# Text segment:
:::::

# budget fish keeping



## sawman88 (Sep 29, 2008)

had an idea for a thread.. "things that you can buy at an aquarium store that is WAY cheeper at other places."
for example....
aquarium sand. $15-20 30lb bag FS $5-$10 pool store
aquarium safe sillicone $10-$15 tube FS $3-5 home hardware
air filter lifter tubes $5- foot FS $5 6 feet canadian tire
filter floss $5-10 bag FS $5-10 MASSIVE bag at craft store
floressant light fixtures $$$ ALOT FS $10-20 canadian tire
slate+ rocks $$$$ alot per pund $less per pound (lol) garden centre
driftwood $5-50 FS FREEEEEEEEEEEEEEEE beach

so on goes the list hopefully...


----------



## sawman88 (Sep 29, 2008)

cummon this is a sweet thread lets get it started . i heard of a new one today...
dollar store garland for spawning grass


----------



## Tanked (Sep 9, 2008)

Fuel line works as Air pump line and is super cheap. 

I'll think off more.


----------



## desjardo (Aug 30, 2008)

Anyone know the best place to buy water test kit?


----------



## conix67 (Jul 27, 2008)

API freshwater test kit is pricey at Big Als. Price at www.mops.ca is a lot better. If you buy few other items together, you could get this at mops price from Big Als after price matching plus -5%.


----------



## Ciddian (Mar 15, 2006)

what about pool stores? I havent actually looked myself.

I love those 65ook plant bulbs that calmer pointed me too in canadian tire... Sweet stuff.

I am all over good food quality bins for DYI filters. Pond style. If you dont mine the look that is.. LoL


----------



## sawman88 (Sep 29, 2008)

good food quality bins for DYI filters what do you mean?


----------



## Ciddian (Mar 15, 2006)

I try to find food quailty bins if possible just so leaching doesnt happen with the plastics. I have used regular bins but i am a bit parinoid about it.

:::::

# Given information:
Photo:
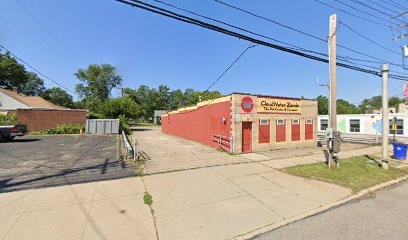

:::::

# Instructions for the task:
Quote the budget fish keeping thread from above in full, word for word.

# Solution to this task:
# budget fish keeping



## sawman88 (Sep 29, 2008)

had an idea for a thread.. "things that you can buy at an aquarium store that is WAY cheeper at other places."
for example....
aquarium sand. $15-20 30lb bag FS $5-$10 pool store
aquarium safe sillicone $10-$15 tube FS $3-5 home hardware
air filter lifter tubes $5- foot FS $5 6 feet canadian tire
filter floss $5-10 bag FS $5-10 MASSIVE bag at craft store
floressant light fixtures $$$ ALOT FS $10-20 canadian tire
slate+ rocks $$$$ alot per pund $less per pound (lol) garden centre
driftwood $5-50 FS FREEEEEEEEEEEEEEEE beach

so on goes the list hopefully...


----------



## sawman88 (Sep 29, 2008)

cummon this is a sweet thread lets get it started . i heard of a new one today...
dollar store garland for spawning grass


----------



## Tanked (Sep 9, 2008)

Fuel line works as Air pump line and is super cheap. 

I'll think off more.


----------



## desjardo (Aug 30, 2008)

Anyone know the best place to buy water test kit?


----------



## conix67 (Jul 27, 2008)

API freshwater test kit is pricey at Big Als. Price at www.mops.ca is a lot better. If you buy few other items together, you could get this at mops price from Big Als after price matching plus -5%.


----------



## Ciddian (Mar 15, 2006)

what about pool stores? I havent actually looked myself.

I love those 65ook plant bulbs that calmer pointed me too in canadian tire... Sweet stuff.

I am all over good food quality bins for DYI filters. Pond style. If you dont mine the look that is.. LoL


----------



## sawman88 (Sep 29, 2008)

good food quality bins for DYI filters what do you mean?


----------



## Ciddian (Mar 15, 2006)

I try to find food quailty bins if possible just so leaching doesnt happen with the plastics. I have used regular bins but i am a bit parinoid about it.